---------- Data shown
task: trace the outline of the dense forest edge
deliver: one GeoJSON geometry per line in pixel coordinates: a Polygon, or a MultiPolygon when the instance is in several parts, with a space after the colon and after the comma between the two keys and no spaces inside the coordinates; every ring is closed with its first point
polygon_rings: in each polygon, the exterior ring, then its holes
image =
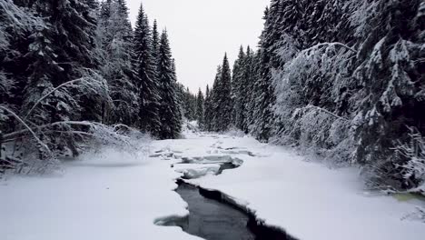
{"type": "Polygon", "coordinates": [[[94,141],[176,138],[187,119],[425,194],[423,1],[272,0],[258,47],[232,67],[224,55],[195,95],[176,81],[166,31],[143,7],[133,30],[124,0],[5,0],[0,22],[3,170],[94,141]]]}
{"type": "Polygon", "coordinates": [[[179,137],[181,92],[165,30],[124,0],[0,2],[0,169],[131,139],[179,137]],[[35,160],[37,159],[37,160],[35,160]]]}
{"type": "Polygon", "coordinates": [[[360,165],[372,189],[424,194],[425,2],[272,0],[264,21],[256,52],[242,47],[232,73],[227,57],[219,65],[204,128],[360,165]]]}

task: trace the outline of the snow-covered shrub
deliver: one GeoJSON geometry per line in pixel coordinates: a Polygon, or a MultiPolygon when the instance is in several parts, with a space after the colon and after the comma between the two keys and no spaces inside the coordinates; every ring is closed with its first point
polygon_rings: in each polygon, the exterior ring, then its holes
{"type": "Polygon", "coordinates": [[[404,184],[411,188],[425,184],[425,137],[417,129],[410,131],[409,139],[395,147],[392,162],[402,169],[404,184]]]}

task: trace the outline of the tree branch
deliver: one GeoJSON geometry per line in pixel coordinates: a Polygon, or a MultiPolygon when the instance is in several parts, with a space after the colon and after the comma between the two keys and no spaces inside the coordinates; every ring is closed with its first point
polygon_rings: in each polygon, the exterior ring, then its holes
{"type": "MultiPolygon", "coordinates": [[[[9,113],[12,116],[14,116],[15,118],[16,118],[16,120],[18,120],[18,122],[20,122],[26,129],[28,132],[31,133],[31,135],[33,135],[34,138],[38,142],[38,144],[43,146],[44,148],[45,148],[45,150],[47,150],[47,152],[52,155],[52,151],[50,151],[50,148],[44,144],[43,143],[43,141],[41,141],[37,135],[35,135],[35,133],[33,131],[33,129],[31,129],[26,124],[25,122],[24,122],[24,120],[22,120],[16,114],[15,114],[12,110],[5,107],[5,106],[2,106],[0,105],[0,109],[3,109],[5,111],[6,111],[7,113],[9,113]]],[[[6,135],[4,135],[4,137],[5,138],[6,135]]]]}

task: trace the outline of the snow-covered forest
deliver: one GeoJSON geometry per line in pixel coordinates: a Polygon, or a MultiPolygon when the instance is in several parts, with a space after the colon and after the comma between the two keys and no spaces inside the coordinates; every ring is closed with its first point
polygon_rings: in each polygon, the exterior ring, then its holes
{"type": "Polygon", "coordinates": [[[44,171],[137,129],[179,135],[168,35],[143,6],[133,29],[124,0],[2,0],[0,20],[2,171],[35,170],[35,158],[44,171]]]}
{"type": "Polygon", "coordinates": [[[0,0],[0,238],[422,240],[425,1],[270,1],[194,91],[152,0],[0,0]]]}
{"type": "Polygon", "coordinates": [[[226,57],[218,67],[205,129],[236,127],[358,165],[370,187],[423,193],[425,3],[272,0],[264,21],[259,49],[241,48],[232,74],[226,57]]]}

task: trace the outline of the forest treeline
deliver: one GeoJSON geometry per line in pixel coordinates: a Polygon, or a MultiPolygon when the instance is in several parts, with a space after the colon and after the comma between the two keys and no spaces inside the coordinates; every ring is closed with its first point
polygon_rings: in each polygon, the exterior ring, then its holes
{"type": "Polygon", "coordinates": [[[272,0],[264,21],[258,50],[218,67],[203,127],[360,165],[371,187],[423,193],[425,2],[272,0]]]}
{"type": "Polygon", "coordinates": [[[143,6],[133,28],[125,0],[0,1],[0,169],[78,155],[101,132],[178,137],[182,88],[143,6]]]}

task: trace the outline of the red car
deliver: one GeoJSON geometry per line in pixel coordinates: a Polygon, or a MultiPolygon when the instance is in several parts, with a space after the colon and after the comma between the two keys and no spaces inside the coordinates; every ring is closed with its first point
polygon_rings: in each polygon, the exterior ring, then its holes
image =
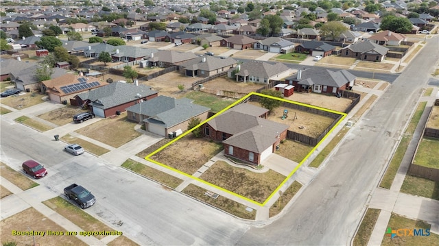
{"type": "Polygon", "coordinates": [[[23,170],[25,173],[32,175],[34,178],[39,179],[47,175],[47,170],[40,163],[29,160],[23,162],[23,170]]]}

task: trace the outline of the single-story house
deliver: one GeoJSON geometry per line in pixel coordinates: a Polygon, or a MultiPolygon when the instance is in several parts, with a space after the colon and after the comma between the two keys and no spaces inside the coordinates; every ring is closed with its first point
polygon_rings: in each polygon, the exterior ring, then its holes
{"type": "Polygon", "coordinates": [[[257,40],[244,35],[234,35],[221,40],[221,46],[235,49],[247,49],[253,47],[257,40]]]}
{"type": "Polygon", "coordinates": [[[287,125],[263,118],[268,110],[240,103],[202,126],[204,137],[222,142],[224,155],[258,165],[287,137],[287,125]]]}
{"type": "Polygon", "coordinates": [[[192,52],[181,53],[171,50],[160,50],[152,53],[147,62],[148,66],[169,67],[198,57],[192,52]]]}
{"type": "Polygon", "coordinates": [[[41,82],[43,92],[45,92],[51,101],[67,104],[70,99],[82,93],[108,84],[93,77],[78,76],[67,73],[58,77],[41,82]]]}
{"type": "Polygon", "coordinates": [[[71,104],[88,105],[95,115],[106,118],[125,112],[139,101],[151,100],[158,93],[147,86],[113,82],[76,95],[71,104]]]}
{"type": "Polygon", "coordinates": [[[340,55],[361,60],[382,62],[389,49],[368,40],[357,42],[342,49],[340,55]]]}
{"type": "Polygon", "coordinates": [[[354,86],[357,77],[346,70],[333,71],[325,68],[299,69],[297,73],[285,79],[298,92],[337,93],[354,86]]]}
{"type": "Polygon", "coordinates": [[[294,43],[278,37],[270,37],[257,41],[254,48],[268,52],[286,53],[294,49],[294,43]]]}
{"type": "Polygon", "coordinates": [[[207,119],[210,108],[192,102],[187,98],[158,96],[126,108],[127,119],[145,123],[150,132],[168,137],[173,132],[185,131],[192,118],[207,119]]]}
{"type": "Polygon", "coordinates": [[[228,76],[233,77],[235,75],[237,82],[268,84],[270,80],[281,80],[290,73],[291,70],[283,63],[272,64],[265,62],[250,60],[237,65],[236,69],[229,70],[228,76]]]}
{"type": "Polygon", "coordinates": [[[180,71],[191,77],[209,77],[228,71],[236,66],[237,62],[232,58],[217,58],[211,56],[197,57],[178,65],[180,71]]]}
{"type": "Polygon", "coordinates": [[[332,54],[332,51],[335,50],[335,47],[322,41],[305,41],[296,46],[296,52],[307,52],[312,56],[321,56],[325,57],[332,54]]]}
{"type": "Polygon", "coordinates": [[[379,45],[399,46],[403,41],[407,41],[407,37],[401,34],[385,30],[380,32],[368,38],[379,45]]]}

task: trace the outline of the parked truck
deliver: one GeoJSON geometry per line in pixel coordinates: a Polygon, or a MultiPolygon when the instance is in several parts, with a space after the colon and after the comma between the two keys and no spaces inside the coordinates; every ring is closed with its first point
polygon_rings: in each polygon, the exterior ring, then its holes
{"type": "Polygon", "coordinates": [[[73,199],[81,208],[91,207],[96,202],[96,198],[90,191],[76,184],[64,188],[64,193],[69,199],[73,199]]]}

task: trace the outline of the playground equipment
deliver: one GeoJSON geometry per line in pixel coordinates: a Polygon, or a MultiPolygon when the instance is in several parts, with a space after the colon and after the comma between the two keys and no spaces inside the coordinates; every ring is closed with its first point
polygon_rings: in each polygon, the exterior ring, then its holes
{"type": "Polygon", "coordinates": [[[284,120],[288,117],[288,110],[283,110],[283,115],[282,116],[282,120],[284,120]]]}

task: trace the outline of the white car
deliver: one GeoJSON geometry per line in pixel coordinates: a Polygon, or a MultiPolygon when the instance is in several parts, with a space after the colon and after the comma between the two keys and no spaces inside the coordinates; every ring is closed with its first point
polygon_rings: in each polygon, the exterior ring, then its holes
{"type": "Polygon", "coordinates": [[[314,58],[314,61],[315,62],[318,62],[320,61],[320,60],[322,60],[322,56],[317,56],[314,58]]]}

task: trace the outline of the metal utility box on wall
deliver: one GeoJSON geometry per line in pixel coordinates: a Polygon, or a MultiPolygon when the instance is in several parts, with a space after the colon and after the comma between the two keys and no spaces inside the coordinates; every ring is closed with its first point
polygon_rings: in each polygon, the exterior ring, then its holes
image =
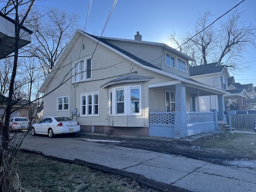
{"type": "Polygon", "coordinates": [[[71,110],[71,114],[76,115],[77,112],[77,109],[72,109],[71,110]]]}

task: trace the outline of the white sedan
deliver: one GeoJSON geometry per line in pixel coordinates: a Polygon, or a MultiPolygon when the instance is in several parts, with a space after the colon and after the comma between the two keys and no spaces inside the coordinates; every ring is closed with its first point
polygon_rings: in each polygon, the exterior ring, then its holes
{"type": "Polygon", "coordinates": [[[72,134],[74,135],[80,131],[79,123],[68,117],[46,117],[38,123],[33,125],[31,134],[48,135],[49,137],[54,137],[54,135],[72,134]]]}
{"type": "Polygon", "coordinates": [[[9,128],[10,131],[12,132],[15,130],[28,129],[29,120],[26,117],[16,117],[10,120],[9,128]]]}

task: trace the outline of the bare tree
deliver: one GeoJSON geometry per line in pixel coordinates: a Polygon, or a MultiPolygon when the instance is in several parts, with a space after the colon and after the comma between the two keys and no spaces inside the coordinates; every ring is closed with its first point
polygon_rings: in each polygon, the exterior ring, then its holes
{"type": "Polygon", "coordinates": [[[242,71],[248,67],[248,62],[244,56],[247,48],[256,47],[256,27],[246,26],[240,20],[242,13],[235,10],[226,22],[216,26],[210,24],[212,15],[206,11],[200,15],[192,32],[179,38],[172,33],[169,35],[169,39],[181,51],[196,60],[194,65],[218,61],[233,72],[242,71]]]}
{"type": "Polygon", "coordinates": [[[51,7],[34,9],[29,24],[33,31],[31,54],[39,60],[46,77],[78,28],[78,15],[51,7]]]}

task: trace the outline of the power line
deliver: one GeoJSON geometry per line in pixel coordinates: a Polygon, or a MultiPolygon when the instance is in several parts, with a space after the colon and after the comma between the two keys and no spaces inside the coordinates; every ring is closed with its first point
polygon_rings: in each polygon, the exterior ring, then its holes
{"type": "MultiPolygon", "coordinates": [[[[115,0],[114,1],[114,3],[113,4],[113,5],[112,6],[112,7],[111,8],[110,11],[110,12],[109,14],[108,14],[108,18],[107,19],[107,20],[106,21],[106,23],[105,23],[105,25],[104,26],[104,27],[103,28],[102,31],[101,32],[101,34],[100,34],[100,38],[101,38],[101,37],[102,36],[102,35],[103,35],[103,33],[104,32],[104,31],[105,30],[105,29],[106,29],[106,28],[107,26],[107,24],[108,22],[108,20],[109,20],[109,19],[110,17],[111,14],[112,14],[112,12],[113,12],[114,8],[115,8],[115,6],[116,6],[116,4],[117,2],[117,0],[115,0]]],[[[100,40],[98,40],[98,42],[97,43],[97,44],[96,45],[96,46],[95,47],[95,48],[94,49],[94,50],[93,51],[93,53],[92,53],[92,57],[91,58],[92,58],[93,55],[94,55],[94,53],[96,51],[96,49],[97,49],[97,47],[98,47],[98,46],[99,44],[99,42],[100,42],[100,40]]]]}

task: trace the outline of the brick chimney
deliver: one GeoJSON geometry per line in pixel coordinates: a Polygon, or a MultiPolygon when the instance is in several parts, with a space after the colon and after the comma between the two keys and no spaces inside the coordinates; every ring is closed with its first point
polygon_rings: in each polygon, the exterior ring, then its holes
{"type": "Polygon", "coordinates": [[[142,36],[140,34],[140,32],[137,31],[137,34],[134,35],[134,40],[137,41],[141,41],[142,36]]]}

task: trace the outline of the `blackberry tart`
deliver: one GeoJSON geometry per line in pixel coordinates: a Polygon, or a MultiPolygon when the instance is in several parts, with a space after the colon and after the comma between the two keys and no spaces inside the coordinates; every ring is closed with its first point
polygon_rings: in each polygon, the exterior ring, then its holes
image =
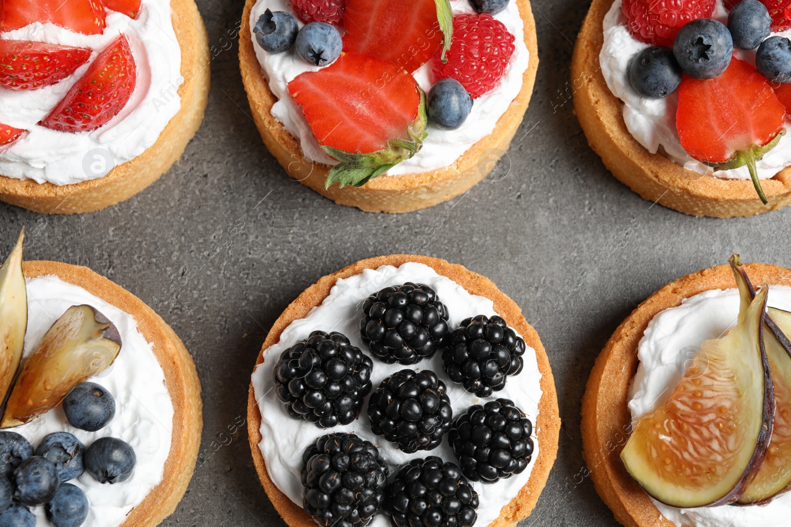
{"type": "MultiPolygon", "coordinates": [[[[371,304],[365,307],[369,312],[371,304]]],[[[290,354],[288,356],[289,360],[294,359],[290,354]]],[[[298,367],[299,357],[296,359],[297,362],[293,366],[298,367]]],[[[307,357],[304,360],[307,365],[307,357]]],[[[460,265],[414,255],[391,255],[358,262],[320,279],[292,303],[275,321],[259,356],[251,378],[248,418],[253,461],[264,490],[286,522],[300,527],[315,525],[314,518],[317,518],[320,523],[328,520],[329,518],[323,517],[324,513],[320,511],[327,506],[331,508],[334,504],[332,499],[335,499],[333,497],[327,503],[325,496],[335,496],[333,492],[336,489],[327,486],[329,481],[325,481],[325,488],[322,490],[321,476],[318,472],[310,478],[310,484],[312,484],[319,477],[319,490],[316,491],[313,491],[315,487],[310,485],[306,491],[298,476],[303,469],[308,472],[316,469],[321,472],[327,469],[324,461],[333,462],[331,459],[324,460],[318,467],[313,465],[308,466],[310,458],[315,453],[308,459],[303,458],[306,450],[312,446],[322,450],[326,446],[317,446],[317,438],[335,437],[335,435],[348,438],[354,434],[354,437],[376,446],[377,452],[387,464],[392,475],[398,473],[402,467],[414,459],[415,454],[409,454],[410,451],[426,456],[428,453],[423,454],[424,450],[418,449],[424,446],[430,448],[430,454],[442,460],[437,466],[443,467],[443,470],[456,465],[455,472],[451,470],[448,477],[458,476],[460,482],[468,482],[477,491],[477,506],[472,506],[471,496],[469,500],[464,498],[467,500],[464,506],[470,506],[474,509],[477,514],[475,524],[485,527],[495,523],[498,526],[515,525],[532,510],[557,452],[560,426],[548,360],[537,333],[522,317],[519,307],[486,278],[460,265]],[[447,325],[450,328],[460,325],[465,318],[478,314],[484,314],[490,320],[501,317],[513,329],[515,335],[524,339],[524,353],[520,356],[524,366],[520,373],[520,382],[518,385],[508,382],[498,392],[503,397],[513,400],[513,404],[536,425],[532,438],[534,442],[532,459],[523,471],[515,470],[511,477],[503,478],[493,485],[469,482],[464,476],[451,445],[447,441],[442,441],[441,437],[447,435],[453,413],[464,413],[471,405],[480,402],[480,399],[465,390],[460,384],[450,380],[442,369],[441,352],[422,359],[409,369],[405,369],[398,362],[388,363],[373,357],[360,333],[364,304],[369,297],[376,295],[382,290],[390,288],[392,292],[396,292],[407,284],[414,284],[411,286],[414,288],[412,291],[421,289],[425,292],[424,287],[430,288],[437,297],[441,299],[443,304],[447,306],[447,325]],[[350,346],[359,348],[364,355],[373,358],[370,382],[374,386],[380,386],[379,390],[366,397],[367,401],[363,402],[357,419],[347,424],[339,423],[324,431],[306,423],[302,419],[293,419],[289,415],[286,405],[278,398],[274,380],[277,375],[275,368],[278,367],[281,357],[285,356],[284,352],[308,340],[316,331],[343,333],[348,337],[350,346]],[[383,384],[384,388],[381,387],[383,384]],[[392,389],[394,385],[398,385],[398,390],[392,389]],[[442,385],[445,385],[444,390],[442,385]],[[400,393],[402,387],[403,393],[400,393]],[[443,391],[447,401],[443,397],[443,391]],[[440,407],[445,409],[439,412],[440,407]],[[435,416],[436,419],[421,423],[424,415],[435,416]],[[433,431],[428,425],[433,427],[433,431]],[[424,427],[422,429],[421,427],[424,427]],[[418,433],[411,438],[404,436],[407,440],[401,441],[399,445],[399,430],[411,430],[413,427],[417,429],[418,433]],[[392,438],[396,441],[388,441],[377,435],[382,431],[396,434],[392,438]],[[420,438],[418,441],[421,434],[426,437],[420,438]],[[406,446],[406,448],[399,448],[399,446],[406,446]],[[319,495],[319,491],[324,495],[319,495]],[[310,501],[308,501],[308,499],[310,501]]],[[[345,439],[341,442],[343,441],[345,439]]],[[[518,450],[520,447],[517,448],[518,450]]],[[[333,472],[338,474],[347,467],[346,457],[341,457],[339,461],[341,462],[336,463],[337,469],[333,469],[333,472]]],[[[350,457],[348,461],[351,462],[350,457]]],[[[435,476],[432,472],[431,478],[435,476]]],[[[308,476],[305,477],[305,483],[308,483],[308,476]]],[[[363,484],[362,480],[354,475],[347,476],[346,480],[343,478],[343,476],[340,476],[339,483],[348,486],[348,488],[363,484]]],[[[430,484],[434,485],[436,482],[431,478],[430,484]]],[[[366,479],[366,485],[367,481],[366,479]]],[[[441,492],[441,490],[435,488],[432,492],[441,492]]],[[[361,525],[369,510],[361,510],[358,515],[351,516],[351,510],[345,508],[351,506],[348,499],[350,497],[350,495],[345,491],[338,495],[337,498],[343,502],[339,505],[343,506],[337,511],[345,516],[338,519],[349,522],[350,525],[361,525]],[[348,516],[346,515],[347,512],[348,516]]],[[[438,495],[435,496],[438,497],[438,495]]],[[[411,496],[409,498],[411,499],[411,496]]],[[[463,523],[459,511],[456,510],[456,499],[450,495],[448,499],[453,506],[447,525],[468,523],[471,519],[469,513],[464,513],[463,523]]],[[[386,497],[385,501],[387,499],[386,497]]],[[[460,503],[460,497],[459,500],[460,503]]],[[[417,503],[415,506],[418,505],[417,503]]],[[[403,508],[403,504],[399,506],[403,508]]],[[[382,503],[378,511],[384,513],[387,507],[382,503]]],[[[422,521],[430,524],[437,518],[434,513],[430,516],[422,521]]],[[[335,517],[332,519],[335,520],[335,517]]],[[[388,518],[383,514],[375,515],[371,521],[371,525],[375,527],[386,527],[387,523],[388,518]]]]}

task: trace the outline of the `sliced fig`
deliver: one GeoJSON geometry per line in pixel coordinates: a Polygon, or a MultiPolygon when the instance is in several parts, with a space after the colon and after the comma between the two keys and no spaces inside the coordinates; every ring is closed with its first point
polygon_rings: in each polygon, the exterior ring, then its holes
{"type": "Polygon", "coordinates": [[[24,240],[23,228],[17,245],[0,267],[0,407],[19,369],[28,329],[28,293],[22,273],[24,240]]]}
{"type": "Polygon", "coordinates": [[[703,342],[668,400],[635,424],[621,459],[656,499],[730,503],[760,468],[774,413],[761,331],[767,292],[742,304],[725,337],[703,342]]]}
{"type": "MultiPolygon", "coordinates": [[[[744,292],[752,298],[755,289],[739,261],[739,255],[730,259],[736,284],[742,298],[744,292]]],[[[791,313],[770,307],[763,326],[763,341],[772,368],[774,388],[774,422],[772,435],[763,463],[755,479],[739,499],[740,505],[764,503],[791,488],[791,313]]]]}
{"type": "Polygon", "coordinates": [[[54,408],[71,389],[100,373],[121,349],[121,337],[91,306],[72,306],[47,331],[22,367],[0,428],[24,424],[54,408]]]}

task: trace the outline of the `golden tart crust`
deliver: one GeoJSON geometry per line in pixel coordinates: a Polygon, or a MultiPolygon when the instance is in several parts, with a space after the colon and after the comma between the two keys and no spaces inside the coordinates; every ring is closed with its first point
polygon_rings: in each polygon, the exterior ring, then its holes
{"type": "Polygon", "coordinates": [[[522,122],[533,93],[539,67],[536,20],[529,0],[514,1],[519,6],[524,23],[523,38],[530,53],[530,62],[522,77],[519,95],[500,117],[494,131],[445,168],[419,174],[379,176],[359,188],[347,186],[341,189],[333,185],[325,190],[324,181],[330,167],[306,160],[299,140],[272,116],[272,105],[278,100],[269,89],[255,58],[249,24],[250,12],[255,0],[247,0],[239,39],[239,62],[252,119],[264,145],[290,177],[339,205],[357,207],[368,213],[409,213],[447,201],[467,192],[486,177],[496,161],[505,153],[522,122]]]}
{"type": "MultiPolygon", "coordinates": [[[[791,269],[766,264],[747,264],[744,268],[756,286],[791,285],[791,269]]],[[[621,450],[630,431],[628,390],[638,369],[638,344],[660,312],[705,291],[735,287],[729,265],[679,278],[626,317],[596,359],[582,398],[582,454],[599,495],[626,527],[675,527],[621,462],[621,450]]]]}
{"type": "Polygon", "coordinates": [[[138,324],[138,329],[153,344],[168,391],[173,402],[170,454],[162,481],[127,516],[121,527],[153,527],[169,516],[181,501],[195,471],[201,431],[203,428],[200,381],[195,363],[172,329],[140,299],[87,267],[59,262],[25,262],[27,278],[54,275],[78,285],[124,313],[138,324]]]}
{"type": "Polygon", "coordinates": [[[170,0],[181,47],[181,109],[151,148],[97,179],[71,185],[38,183],[0,175],[0,201],[44,214],[78,214],[129,199],[159,179],[181,157],[209,100],[209,40],[195,0],[170,0]]]}
{"type": "MultiPolygon", "coordinates": [[[[330,289],[335,284],[339,278],[348,278],[362,273],[366,269],[375,269],[381,265],[397,267],[407,262],[425,264],[437,271],[438,274],[450,278],[473,295],[479,295],[492,300],[494,303],[494,310],[510,327],[522,335],[524,342],[528,346],[536,350],[539,371],[541,372],[541,390],[543,390],[541,401],[539,401],[539,416],[535,426],[540,445],[539,455],[532,461],[533,469],[528,483],[519,491],[519,494],[502,508],[499,518],[490,524],[490,527],[513,527],[517,525],[517,521],[530,515],[547,483],[547,479],[549,477],[550,470],[558,454],[560,416],[558,411],[558,395],[554,390],[552,370],[550,367],[547,352],[539,339],[538,333],[528,324],[524,317],[522,316],[522,311],[519,306],[498,289],[497,286],[486,277],[473,273],[462,265],[448,263],[445,260],[429,256],[391,254],[360,260],[336,273],[324,277],[318,282],[305,289],[296,300],[292,302],[272,326],[255,363],[257,365],[263,362],[263,352],[280,340],[280,334],[292,322],[305,317],[311,309],[324,302],[324,299],[329,295],[330,289]]],[[[258,447],[258,444],[261,442],[260,430],[261,412],[255,402],[251,383],[248,397],[248,432],[253,462],[263,488],[281,518],[290,527],[315,527],[316,524],[312,518],[301,507],[297,506],[285,494],[281,492],[269,478],[263,456],[258,447]]]]}
{"type": "Polygon", "coordinates": [[[604,40],[602,23],[612,2],[593,0],[571,62],[574,111],[604,166],[643,199],[692,216],[753,216],[791,203],[791,168],[762,180],[769,198],[769,205],[764,205],[751,181],[685,170],[660,153],[650,153],[632,137],[623,122],[622,103],[607,87],[599,63],[604,40]]]}

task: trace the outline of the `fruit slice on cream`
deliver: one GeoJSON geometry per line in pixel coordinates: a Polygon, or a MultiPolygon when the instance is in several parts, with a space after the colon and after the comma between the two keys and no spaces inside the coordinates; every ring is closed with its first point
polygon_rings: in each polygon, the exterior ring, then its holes
{"type": "Polygon", "coordinates": [[[28,328],[28,295],[22,273],[24,240],[23,229],[0,267],[0,405],[19,369],[28,328]]]}
{"type": "Polygon", "coordinates": [[[757,473],[774,413],[762,333],[767,293],[764,287],[743,302],[736,326],[704,341],[668,400],[634,426],[621,459],[656,499],[685,508],[729,503],[757,473]]]}
{"type": "Polygon", "coordinates": [[[121,337],[107,317],[91,306],[72,306],[25,362],[0,428],[55,408],[72,388],[110,366],[120,349],[121,337]]]}

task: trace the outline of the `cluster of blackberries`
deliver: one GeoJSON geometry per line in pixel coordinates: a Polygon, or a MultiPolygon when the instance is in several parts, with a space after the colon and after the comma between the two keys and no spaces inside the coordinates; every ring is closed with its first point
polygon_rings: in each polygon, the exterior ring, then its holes
{"type": "Polygon", "coordinates": [[[429,370],[401,370],[385,378],[368,404],[371,430],[411,454],[439,446],[453,411],[445,383],[429,370]]]}
{"type": "Polygon", "coordinates": [[[519,474],[533,454],[530,420],[509,399],[474,405],[456,418],[448,442],[472,481],[494,483],[519,474]]]}
{"type": "Polygon", "coordinates": [[[508,375],[522,371],[525,344],[505,321],[479,314],[466,318],[451,333],[442,352],[448,377],[479,397],[502,390],[508,375]]]}
{"type": "Polygon", "coordinates": [[[414,364],[445,345],[448,310],[423,284],[384,288],[362,304],[360,333],[382,362],[414,364]]]}
{"type": "Polygon", "coordinates": [[[320,437],[302,455],[302,503],[324,527],[364,527],[384,499],[388,466],[354,434],[320,437]]]}
{"type": "Polygon", "coordinates": [[[314,331],[280,355],[275,390],[292,417],[324,428],[349,424],[371,391],[373,367],[343,333],[314,331]]]}

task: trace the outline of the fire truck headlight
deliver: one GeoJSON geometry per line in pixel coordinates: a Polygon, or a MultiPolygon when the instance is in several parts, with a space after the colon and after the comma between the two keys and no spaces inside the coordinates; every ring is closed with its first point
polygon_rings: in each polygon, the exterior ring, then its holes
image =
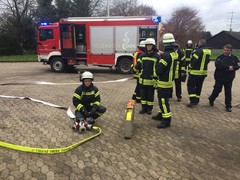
--------------------
Task requirements:
List every line in the material that contains the string "snow", copying each line in full. Matching is case-sensitive.

Result of this exercise:
task: trace the outline of the snow-covered shrub
task: trace the outline of the snow-covered forest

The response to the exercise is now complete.